*Task*.
Reproduce exactly the final portion of the data: every line from the one containing "Task: spot one point per instance of the range" through the last line, inclusive.

[Named object pointing entries]
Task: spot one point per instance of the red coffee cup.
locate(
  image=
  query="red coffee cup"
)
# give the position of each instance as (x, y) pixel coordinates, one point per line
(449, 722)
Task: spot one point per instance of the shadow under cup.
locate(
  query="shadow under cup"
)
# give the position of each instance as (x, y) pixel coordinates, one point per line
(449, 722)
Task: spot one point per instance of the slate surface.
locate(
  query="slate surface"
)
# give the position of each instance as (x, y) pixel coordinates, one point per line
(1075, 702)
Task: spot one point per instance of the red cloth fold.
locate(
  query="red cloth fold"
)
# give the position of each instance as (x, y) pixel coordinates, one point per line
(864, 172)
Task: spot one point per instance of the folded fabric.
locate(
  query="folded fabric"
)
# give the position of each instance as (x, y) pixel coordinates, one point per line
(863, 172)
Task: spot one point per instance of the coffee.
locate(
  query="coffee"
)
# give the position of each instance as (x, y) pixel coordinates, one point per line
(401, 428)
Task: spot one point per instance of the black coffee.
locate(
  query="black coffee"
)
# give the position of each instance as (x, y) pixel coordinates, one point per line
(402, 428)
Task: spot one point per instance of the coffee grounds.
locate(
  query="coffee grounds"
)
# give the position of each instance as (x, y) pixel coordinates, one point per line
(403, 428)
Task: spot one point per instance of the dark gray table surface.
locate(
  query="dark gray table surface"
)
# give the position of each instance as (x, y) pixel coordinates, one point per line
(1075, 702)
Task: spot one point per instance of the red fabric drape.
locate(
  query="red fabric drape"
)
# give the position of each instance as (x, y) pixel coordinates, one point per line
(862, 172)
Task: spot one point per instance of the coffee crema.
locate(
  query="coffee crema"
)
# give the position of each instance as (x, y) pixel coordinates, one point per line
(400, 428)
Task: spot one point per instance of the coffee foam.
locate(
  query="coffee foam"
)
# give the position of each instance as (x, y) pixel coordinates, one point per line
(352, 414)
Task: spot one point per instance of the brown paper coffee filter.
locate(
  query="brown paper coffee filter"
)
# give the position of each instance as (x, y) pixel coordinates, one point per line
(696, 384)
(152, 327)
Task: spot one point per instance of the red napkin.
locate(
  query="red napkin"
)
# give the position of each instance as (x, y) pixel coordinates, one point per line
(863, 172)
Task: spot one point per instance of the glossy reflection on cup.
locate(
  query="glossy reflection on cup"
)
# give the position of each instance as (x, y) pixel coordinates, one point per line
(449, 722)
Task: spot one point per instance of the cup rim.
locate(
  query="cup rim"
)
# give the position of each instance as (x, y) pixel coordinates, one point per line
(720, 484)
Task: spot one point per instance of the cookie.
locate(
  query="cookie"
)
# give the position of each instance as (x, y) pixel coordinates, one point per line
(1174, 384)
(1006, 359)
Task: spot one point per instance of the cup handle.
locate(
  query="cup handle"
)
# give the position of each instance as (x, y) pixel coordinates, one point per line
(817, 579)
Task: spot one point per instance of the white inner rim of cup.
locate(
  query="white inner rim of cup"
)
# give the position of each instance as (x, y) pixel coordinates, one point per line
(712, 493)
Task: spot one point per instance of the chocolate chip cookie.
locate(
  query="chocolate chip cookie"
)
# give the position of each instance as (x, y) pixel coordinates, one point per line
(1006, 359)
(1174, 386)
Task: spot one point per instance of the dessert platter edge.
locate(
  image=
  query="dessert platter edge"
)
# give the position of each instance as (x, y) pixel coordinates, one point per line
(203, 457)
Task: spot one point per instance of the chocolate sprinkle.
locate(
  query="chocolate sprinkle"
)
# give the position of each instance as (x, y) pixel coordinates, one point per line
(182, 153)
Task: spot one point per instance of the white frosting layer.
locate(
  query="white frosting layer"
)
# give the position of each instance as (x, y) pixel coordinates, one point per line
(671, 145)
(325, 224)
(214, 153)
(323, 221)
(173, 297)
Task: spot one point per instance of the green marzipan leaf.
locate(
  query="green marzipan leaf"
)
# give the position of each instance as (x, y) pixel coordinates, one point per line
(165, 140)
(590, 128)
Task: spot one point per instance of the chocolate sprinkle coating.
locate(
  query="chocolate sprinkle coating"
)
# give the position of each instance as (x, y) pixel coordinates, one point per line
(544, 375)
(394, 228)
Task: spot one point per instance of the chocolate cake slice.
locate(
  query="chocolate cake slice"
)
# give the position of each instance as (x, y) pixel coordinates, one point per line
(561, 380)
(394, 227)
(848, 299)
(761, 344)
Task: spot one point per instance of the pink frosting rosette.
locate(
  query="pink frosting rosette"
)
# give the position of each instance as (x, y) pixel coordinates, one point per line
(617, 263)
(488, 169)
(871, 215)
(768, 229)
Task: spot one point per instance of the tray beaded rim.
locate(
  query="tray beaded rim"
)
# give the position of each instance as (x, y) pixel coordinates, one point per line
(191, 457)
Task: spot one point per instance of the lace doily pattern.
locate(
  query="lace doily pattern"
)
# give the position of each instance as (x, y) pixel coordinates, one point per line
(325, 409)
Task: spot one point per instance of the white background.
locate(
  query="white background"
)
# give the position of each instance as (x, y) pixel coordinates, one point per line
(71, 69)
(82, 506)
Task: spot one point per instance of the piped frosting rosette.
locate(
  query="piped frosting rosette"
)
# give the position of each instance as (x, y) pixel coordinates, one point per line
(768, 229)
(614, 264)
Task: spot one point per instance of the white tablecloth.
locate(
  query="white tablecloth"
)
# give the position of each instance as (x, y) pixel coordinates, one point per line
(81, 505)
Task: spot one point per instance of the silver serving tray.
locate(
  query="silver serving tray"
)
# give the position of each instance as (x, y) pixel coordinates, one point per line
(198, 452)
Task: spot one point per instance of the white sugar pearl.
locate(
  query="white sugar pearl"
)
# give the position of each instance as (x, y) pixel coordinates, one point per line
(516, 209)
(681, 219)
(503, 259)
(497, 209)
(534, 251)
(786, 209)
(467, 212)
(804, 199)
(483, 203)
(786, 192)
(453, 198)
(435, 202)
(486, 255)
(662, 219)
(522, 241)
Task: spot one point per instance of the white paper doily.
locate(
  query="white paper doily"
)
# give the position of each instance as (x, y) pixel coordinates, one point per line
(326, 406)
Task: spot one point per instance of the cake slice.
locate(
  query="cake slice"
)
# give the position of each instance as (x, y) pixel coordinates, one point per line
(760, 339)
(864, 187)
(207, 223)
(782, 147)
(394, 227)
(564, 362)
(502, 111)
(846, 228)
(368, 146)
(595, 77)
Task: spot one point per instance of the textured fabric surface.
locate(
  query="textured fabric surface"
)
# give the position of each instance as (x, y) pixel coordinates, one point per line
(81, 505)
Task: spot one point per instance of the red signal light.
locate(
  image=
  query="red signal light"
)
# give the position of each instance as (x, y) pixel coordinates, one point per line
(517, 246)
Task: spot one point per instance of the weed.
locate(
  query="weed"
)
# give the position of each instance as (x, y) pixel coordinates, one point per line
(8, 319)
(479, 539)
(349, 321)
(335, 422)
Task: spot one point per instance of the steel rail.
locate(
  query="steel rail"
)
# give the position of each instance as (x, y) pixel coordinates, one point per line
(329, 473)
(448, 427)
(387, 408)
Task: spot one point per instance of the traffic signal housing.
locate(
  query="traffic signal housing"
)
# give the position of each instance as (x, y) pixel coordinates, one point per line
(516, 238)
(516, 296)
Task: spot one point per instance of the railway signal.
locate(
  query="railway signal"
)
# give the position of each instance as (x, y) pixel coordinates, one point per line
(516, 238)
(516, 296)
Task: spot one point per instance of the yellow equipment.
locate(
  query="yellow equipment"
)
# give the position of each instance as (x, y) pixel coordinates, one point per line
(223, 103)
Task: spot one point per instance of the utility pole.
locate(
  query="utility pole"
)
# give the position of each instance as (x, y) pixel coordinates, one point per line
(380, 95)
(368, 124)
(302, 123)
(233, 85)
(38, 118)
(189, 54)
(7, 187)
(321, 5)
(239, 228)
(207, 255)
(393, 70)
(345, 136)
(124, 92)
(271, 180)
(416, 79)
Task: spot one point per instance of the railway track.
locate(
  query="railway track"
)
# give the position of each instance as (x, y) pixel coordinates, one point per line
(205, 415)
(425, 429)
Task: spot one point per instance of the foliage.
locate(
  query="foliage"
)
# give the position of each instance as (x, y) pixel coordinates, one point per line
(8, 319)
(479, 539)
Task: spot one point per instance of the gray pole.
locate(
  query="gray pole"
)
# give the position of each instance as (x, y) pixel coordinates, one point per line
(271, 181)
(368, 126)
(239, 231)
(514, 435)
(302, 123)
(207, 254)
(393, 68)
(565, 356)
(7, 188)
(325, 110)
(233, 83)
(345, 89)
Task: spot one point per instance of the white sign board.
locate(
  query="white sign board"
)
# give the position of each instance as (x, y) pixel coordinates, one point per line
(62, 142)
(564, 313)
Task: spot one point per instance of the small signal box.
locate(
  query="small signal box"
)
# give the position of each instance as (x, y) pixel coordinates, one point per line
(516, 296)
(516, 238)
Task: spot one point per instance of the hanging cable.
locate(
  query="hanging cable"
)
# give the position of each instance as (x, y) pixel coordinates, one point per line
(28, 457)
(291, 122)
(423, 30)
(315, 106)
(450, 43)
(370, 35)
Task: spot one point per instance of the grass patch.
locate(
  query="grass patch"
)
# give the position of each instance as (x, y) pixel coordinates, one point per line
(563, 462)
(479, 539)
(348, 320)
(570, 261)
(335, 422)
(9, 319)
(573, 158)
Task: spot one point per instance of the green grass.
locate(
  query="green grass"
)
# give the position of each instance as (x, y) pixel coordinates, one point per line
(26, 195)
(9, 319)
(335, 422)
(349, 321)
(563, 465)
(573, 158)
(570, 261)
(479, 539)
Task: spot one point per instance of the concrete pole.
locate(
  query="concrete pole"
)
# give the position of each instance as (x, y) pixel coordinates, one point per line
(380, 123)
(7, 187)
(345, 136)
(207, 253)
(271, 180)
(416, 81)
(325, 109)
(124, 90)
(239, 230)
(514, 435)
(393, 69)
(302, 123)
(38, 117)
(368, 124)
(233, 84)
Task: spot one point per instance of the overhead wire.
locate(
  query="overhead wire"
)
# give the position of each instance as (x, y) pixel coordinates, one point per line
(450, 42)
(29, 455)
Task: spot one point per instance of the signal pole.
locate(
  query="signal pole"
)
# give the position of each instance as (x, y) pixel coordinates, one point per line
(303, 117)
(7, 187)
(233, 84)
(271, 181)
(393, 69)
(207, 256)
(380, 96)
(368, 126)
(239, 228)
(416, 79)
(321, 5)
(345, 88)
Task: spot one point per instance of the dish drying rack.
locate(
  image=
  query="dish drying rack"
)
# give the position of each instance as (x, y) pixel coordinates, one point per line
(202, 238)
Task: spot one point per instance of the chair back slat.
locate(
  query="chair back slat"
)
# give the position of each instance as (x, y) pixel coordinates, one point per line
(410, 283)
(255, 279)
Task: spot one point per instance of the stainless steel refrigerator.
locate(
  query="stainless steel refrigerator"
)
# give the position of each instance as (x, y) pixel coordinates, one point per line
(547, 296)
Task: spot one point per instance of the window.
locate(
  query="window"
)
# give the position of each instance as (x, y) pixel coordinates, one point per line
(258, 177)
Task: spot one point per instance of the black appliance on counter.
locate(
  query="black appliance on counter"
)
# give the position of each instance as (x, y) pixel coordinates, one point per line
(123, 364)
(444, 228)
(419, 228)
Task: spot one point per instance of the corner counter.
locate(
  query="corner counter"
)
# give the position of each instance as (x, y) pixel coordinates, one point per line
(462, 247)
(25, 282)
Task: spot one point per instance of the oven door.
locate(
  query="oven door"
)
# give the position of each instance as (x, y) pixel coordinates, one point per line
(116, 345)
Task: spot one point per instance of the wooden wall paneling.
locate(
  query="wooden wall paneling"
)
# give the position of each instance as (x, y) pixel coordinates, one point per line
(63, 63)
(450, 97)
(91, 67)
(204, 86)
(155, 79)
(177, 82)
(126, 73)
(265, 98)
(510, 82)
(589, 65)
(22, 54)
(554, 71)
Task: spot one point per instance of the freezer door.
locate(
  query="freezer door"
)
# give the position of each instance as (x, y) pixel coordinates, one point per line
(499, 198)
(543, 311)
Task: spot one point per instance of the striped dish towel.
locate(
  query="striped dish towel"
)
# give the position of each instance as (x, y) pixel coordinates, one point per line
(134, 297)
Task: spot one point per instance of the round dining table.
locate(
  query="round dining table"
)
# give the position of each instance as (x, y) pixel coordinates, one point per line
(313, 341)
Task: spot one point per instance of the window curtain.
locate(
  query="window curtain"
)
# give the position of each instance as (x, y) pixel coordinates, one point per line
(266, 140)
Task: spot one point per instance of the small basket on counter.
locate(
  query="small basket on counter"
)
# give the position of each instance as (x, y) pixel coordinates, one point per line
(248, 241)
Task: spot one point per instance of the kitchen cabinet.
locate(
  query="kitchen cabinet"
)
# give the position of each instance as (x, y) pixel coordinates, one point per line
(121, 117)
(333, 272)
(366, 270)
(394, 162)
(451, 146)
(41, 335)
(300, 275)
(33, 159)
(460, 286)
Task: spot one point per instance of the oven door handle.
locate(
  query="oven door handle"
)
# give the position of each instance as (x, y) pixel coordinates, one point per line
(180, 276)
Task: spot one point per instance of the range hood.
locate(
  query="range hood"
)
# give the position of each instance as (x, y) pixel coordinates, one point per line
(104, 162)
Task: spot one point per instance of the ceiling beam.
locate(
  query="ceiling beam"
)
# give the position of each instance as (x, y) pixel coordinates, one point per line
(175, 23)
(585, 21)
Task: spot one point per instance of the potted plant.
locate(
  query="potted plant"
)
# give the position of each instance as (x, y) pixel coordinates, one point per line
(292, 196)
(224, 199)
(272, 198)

*Exercise result*.
Task: spot one point per instance of the range hood.
locate(
  query="range hood"
)
# give the position of each instance as (x, y) pixel coordinates, one point per line
(104, 162)
Task: spot one point per instance of the ceiling beam.
locate(
  query="ceiling beam"
)
# give the position of each instance as (x, y) pixel coordinates, one point per line
(175, 23)
(585, 21)
Task: spot one point per instance of the potted plant.
locate(
  query="potted plant"
)
# give the position of each instance as (x, y) pixel coordinates, one point per line
(292, 196)
(224, 199)
(272, 198)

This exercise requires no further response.